• [Exercise requirements] According to the text about Ertharin Cousin's time as ambassador in Rome, on what date was she sworn in as ambassador?

• [Text provided]
"""
On June 19, 2009, Cousin was nominated by President Barack Obama to become United States Ambassador to the United Nations Agencies for Food and Agriculture, serving in Rome, Italy. She was confirmed by the United States Senate on August 7, 2009, and sworn in as ambassador on August 17, 2009, where she served as chief of the United States Mission to the UN Agencies in Rome and is part of the "Tri-Mission Community" that also includes the United States Ambassador to Italy and the United States Ambassador to the Holy See.

During her time in Rome, she set up new country-led aid programs. She worked towards providing food relief to Port-au-Prince following the devastating 2010 Haiti earthquake. She said that seeing the famous sights of Rome did not get old but that her biggest surprise in the job was "When people talked about 'Her Excellency, Ertharin Cousin.' You know, I grew up in Lawndale. You're a long way from there when someone's referring to you as 'Your Excellency.'"

Over 120 guests attended a March 2012 farewell event for her at the Chief of Mission Residence.
"""
Referring expression grounding data
"""
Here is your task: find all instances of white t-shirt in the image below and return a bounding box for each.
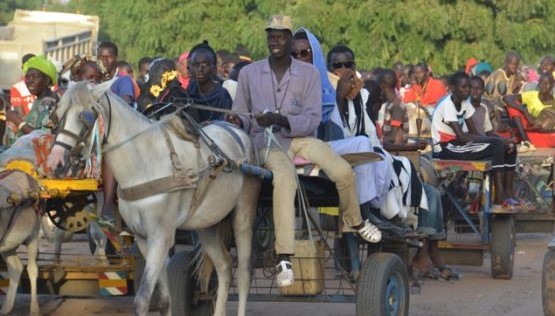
[343,88,381,147]
[463,103,493,136]
[432,95,474,152]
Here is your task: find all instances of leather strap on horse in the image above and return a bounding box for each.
[118,129,198,200]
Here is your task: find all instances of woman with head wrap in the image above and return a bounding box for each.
[177,52,189,89]
[5,56,59,146]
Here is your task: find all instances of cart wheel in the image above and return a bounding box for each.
[356,252,409,316]
[252,209,275,268]
[133,244,160,311]
[87,229,116,260]
[168,251,212,316]
[542,249,555,316]
[40,214,73,243]
[419,155,439,188]
[490,214,516,280]
[45,194,96,232]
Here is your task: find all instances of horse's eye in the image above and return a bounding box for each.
[79,111,96,127]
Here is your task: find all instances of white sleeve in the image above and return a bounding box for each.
[482,105,493,133]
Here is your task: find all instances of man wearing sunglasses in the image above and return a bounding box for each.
[228,15,381,286]
[403,62,447,135]
[291,28,408,235]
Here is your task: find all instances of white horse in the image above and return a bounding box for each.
[48,82,260,316]
[0,170,40,315]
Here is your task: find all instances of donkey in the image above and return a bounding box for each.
[48,82,260,316]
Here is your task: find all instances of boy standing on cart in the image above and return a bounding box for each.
[228,15,381,286]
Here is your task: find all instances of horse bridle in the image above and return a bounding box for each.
[53,93,112,155]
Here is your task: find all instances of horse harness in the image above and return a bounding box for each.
[0,170,41,242]
[54,95,246,206]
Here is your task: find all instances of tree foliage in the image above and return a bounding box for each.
[0,0,555,73]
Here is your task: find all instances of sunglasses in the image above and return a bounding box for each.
[331,61,355,69]
[291,48,310,58]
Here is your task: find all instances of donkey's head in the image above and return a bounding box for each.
[47,81,113,177]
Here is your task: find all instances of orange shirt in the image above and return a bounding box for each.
[403,77,447,106]
[10,80,37,115]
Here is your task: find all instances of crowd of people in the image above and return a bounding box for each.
[3,15,555,286]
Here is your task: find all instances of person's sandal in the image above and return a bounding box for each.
[437,265,462,281]
[276,260,295,287]
[356,220,382,244]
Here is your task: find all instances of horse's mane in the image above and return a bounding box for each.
[56,81,151,123]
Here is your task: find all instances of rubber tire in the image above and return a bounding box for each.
[40,214,73,243]
[168,250,212,316]
[419,155,440,188]
[87,227,117,260]
[356,252,410,316]
[542,249,555,316]
[252,209,275,268]
[130,244,160,311]
[490,214,516,280]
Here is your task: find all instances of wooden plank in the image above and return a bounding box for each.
[432,159,491,172]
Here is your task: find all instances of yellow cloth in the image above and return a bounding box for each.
[520,91,552,117]
[23,56,58,85]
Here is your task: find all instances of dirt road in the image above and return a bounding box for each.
[4,234,552,316]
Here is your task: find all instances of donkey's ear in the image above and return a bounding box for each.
[89,78,117,99]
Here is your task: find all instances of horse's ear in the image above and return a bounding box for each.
[89,78,117,99]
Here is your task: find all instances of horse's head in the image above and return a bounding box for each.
[47,81,113,177]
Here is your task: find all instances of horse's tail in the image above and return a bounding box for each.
[194,214,233,293]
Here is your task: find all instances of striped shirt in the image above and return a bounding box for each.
[432,96,474,153]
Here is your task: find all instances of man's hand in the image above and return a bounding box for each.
[337,69,356,99]
[254,112,289,128]
[501,137,516,154]
[416,139,428,150]
[225,114,243,128]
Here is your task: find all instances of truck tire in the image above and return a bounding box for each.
[130,244,160,311]
[490,214,516,280]
[419,155,440,188]
[542,249,555,316]
[168,250,212,316]
[252,208,275,268]
[356,252,409,316]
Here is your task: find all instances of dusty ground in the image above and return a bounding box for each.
[1,234,553,316]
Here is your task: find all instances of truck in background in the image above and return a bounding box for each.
[0,10,99,90]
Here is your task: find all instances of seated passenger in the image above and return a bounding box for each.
[228,15,381,286]
[432,72,517,206]
[503,72,555,151]
[379,69,459,279]
[485,51,522,132]
[327,46,426,227]
[138,58,198,121]
[187,42,233,122]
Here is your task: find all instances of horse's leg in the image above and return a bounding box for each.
[88,221,110,267]
[0,250,23,315]
[27,230,39,315]
[134,229,175,315]
[197,224,231,316]
[156,263,172,316]
[233,177,260,316]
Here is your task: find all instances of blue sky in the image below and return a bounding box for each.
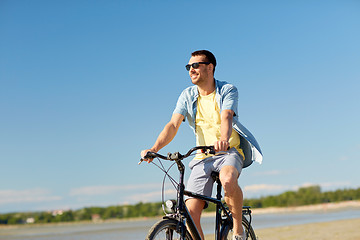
"""
• [Finished task] August 17, 2009